(Excerpts from a detection dataset)
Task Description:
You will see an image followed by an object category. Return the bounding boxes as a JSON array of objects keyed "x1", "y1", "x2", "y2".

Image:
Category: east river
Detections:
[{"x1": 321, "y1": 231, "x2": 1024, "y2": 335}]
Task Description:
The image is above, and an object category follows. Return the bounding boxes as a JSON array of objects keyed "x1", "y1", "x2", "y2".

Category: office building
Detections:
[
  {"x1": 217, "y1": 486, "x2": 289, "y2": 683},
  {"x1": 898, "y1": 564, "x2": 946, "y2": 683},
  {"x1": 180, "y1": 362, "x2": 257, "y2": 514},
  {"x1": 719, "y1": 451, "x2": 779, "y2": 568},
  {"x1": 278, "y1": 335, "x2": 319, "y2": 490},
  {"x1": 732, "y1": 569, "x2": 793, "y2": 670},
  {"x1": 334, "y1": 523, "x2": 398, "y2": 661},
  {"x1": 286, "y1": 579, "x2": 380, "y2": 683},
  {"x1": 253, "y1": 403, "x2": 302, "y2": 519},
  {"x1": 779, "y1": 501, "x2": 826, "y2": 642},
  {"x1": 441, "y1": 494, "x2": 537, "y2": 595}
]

### Prompt
Copy out both entries above word for word, line by line.

### Output for this exercise
Task Description:
You will see an image followed by an object category. Return the bounding boxes as a JSON array of objects keyed "x1", "y1", "x2", "y2".

Image:
Category: east river
Detections:
[{"x1": 321, "y1": 231, "x2": 1024, "y2": 335}]
Task Description:
The image is above, and an object category follows. Return the bounding boxes as a JSON array of objects keyed "x1", "y1", "x2", "y2".

Category: office building
Detections:
[
  {"x1": 217, "y1": 486, "x2": 289, "y2": 683},
  {"x1": 898, "y1": 564, "x2": 946, "y2": 683},
  {"x1": 180, "y1": 362, "x2": 257, "y2": 514},
  {"x1": 719, "y1": 451, "x2": 779, "y2": 568},
  {"x1": 278, "y1": 335, "x2": 319, "y2": 490},
  {"x1": 732, "y1": 569, "x2": 793, "y2": 670},
  {"x1": 334, "y1": 523, "x2": 398, "y2": 661},
  {"x1": 286, "y1": 579, "x2": 380, "y2": 683},
  {"x1": 253, "y1": 403, "x2": 302, "y2": 519},
  {"x1": 779, "y1": 501, "x2": 826, "y2": 642},
  {"x1": 441, "y1": 494, "x2": 537, "y2": 595}
]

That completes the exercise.